Problems >>
1) Using the passage on teaching and change, answer these questions:
(a) What two things does the first paragraph say will change?
(b) What does the first paragraph say those who do not anticipate changes should do?
(c) What three new expectations does the second paragraph list?
2) Reproduce word for word the part of the passage on teaching and change that starts with the words "We anticipate changes" and stops after "by this idea.".

Source excerpt >>
————————

We anticipate changes in curriculum and the tools we use to teach (if we do not anticipate changes here, we should get out of the game). If we did not anticipate changes before, surely in light of what we have faced over the last months, we do now. We know that curriculum and the tools used to deliver it will change. We (hopefully!) embrace this idea, get ahead of this idea and are inspired by this idea.
But when expectations of us change, how do we react? When we are confronted with the reality that those for whom we are responsible seem to have new expectations of what we will do, how we will teach, the manner in which we will lead, how do we respond? Do we face such changes with the same enthusiasm we apply to the ones mentioned earlier or do we have a reaction which suggests, “hey, you knew this about me – you knew this is who I am and how I do things”?

————————

Dataset section >>
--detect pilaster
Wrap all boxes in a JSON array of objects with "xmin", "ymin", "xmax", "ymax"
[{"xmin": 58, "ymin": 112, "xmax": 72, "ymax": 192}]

————————

Solutions by task >>
1)
(a) Curriculum and the tools used to deliver it.
(b) Get out of the game.
(c) What we will do, how we will teach, and the manner in which we will lead.

2)
We anticipate changes in curriculum and the tools we use to teach (if we do not anticipate changes here, we should get out of the game). If we did not anticipate changes before, surely in light of what we have faced over the last months, we do now. We know that curriculum and the tools used to deliver it will change. We (hopefully!) embrace this idea, get ahead of this idea and are inspired by this idea.